Consigne à suivre
D'après le texte source, de quoi se nourrit le phénomène de domination néocoloniale ?

Texte source
Série : Assise culturelle de
l’exploitation néocoloniale
Le présent papier – à la suite des quatre
précédents – cherche à mettre en évidence les implications concrètes dans
l’ordre socioéconomique des divers aspects de l’extraversion des systèmes
éducatifs.
Le
phénomène de domination néocoloniale se nourrit de l’état de sujétion du
système éducatif national et de la formation des élites dans l’ex-métropole, comme
de l’autodépréciation du patrimoine culturel endogène. Tout concourt
à faire accepter le discours hégémonique de la puissance mère.

Lignes répertoriées
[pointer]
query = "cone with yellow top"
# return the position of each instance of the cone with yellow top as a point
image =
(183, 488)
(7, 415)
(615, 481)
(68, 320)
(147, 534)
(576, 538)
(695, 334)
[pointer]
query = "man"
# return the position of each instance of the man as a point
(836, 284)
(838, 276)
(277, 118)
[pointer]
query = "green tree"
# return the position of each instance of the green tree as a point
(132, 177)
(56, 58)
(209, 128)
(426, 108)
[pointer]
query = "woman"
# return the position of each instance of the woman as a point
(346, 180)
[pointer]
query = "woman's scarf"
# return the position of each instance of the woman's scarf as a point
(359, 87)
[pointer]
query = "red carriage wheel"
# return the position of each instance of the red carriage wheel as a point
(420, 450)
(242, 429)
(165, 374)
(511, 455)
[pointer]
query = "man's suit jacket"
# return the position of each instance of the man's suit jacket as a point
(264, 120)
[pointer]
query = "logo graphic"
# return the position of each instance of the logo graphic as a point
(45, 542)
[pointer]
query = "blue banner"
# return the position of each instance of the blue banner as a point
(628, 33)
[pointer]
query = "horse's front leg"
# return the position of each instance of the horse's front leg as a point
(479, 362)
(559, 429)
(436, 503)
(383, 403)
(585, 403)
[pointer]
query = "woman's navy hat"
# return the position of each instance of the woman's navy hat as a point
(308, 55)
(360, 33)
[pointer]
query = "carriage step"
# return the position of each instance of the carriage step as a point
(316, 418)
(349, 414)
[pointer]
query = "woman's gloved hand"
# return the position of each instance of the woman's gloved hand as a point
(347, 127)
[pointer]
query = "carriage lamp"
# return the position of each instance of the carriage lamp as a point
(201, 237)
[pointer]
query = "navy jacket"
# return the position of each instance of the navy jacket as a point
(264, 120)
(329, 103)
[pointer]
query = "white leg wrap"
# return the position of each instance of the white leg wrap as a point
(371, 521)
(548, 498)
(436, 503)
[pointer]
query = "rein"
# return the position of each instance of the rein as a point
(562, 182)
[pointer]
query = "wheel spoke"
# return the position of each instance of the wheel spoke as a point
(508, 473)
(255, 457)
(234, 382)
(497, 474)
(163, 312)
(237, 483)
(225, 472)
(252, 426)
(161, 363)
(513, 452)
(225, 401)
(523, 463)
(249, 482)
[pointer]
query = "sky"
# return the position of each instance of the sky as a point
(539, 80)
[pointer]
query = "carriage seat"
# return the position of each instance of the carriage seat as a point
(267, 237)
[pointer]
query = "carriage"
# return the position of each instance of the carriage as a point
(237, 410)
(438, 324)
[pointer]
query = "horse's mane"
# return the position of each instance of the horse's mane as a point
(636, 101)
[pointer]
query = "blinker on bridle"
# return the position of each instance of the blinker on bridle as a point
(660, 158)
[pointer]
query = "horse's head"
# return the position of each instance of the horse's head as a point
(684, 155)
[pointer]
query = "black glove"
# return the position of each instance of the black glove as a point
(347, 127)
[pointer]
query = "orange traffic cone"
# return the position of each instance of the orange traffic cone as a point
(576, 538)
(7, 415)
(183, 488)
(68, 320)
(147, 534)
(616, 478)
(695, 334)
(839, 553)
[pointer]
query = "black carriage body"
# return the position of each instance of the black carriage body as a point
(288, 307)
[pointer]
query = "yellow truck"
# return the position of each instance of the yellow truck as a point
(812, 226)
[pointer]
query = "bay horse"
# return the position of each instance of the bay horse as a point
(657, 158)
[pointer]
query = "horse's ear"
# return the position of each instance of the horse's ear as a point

Réponse attendue
Il se nourrit de l'état de sujétion du système éducatif national, de la formation des élites dans l'ex-métropole et de l'autodépréciation du patrimoine culturel endogène.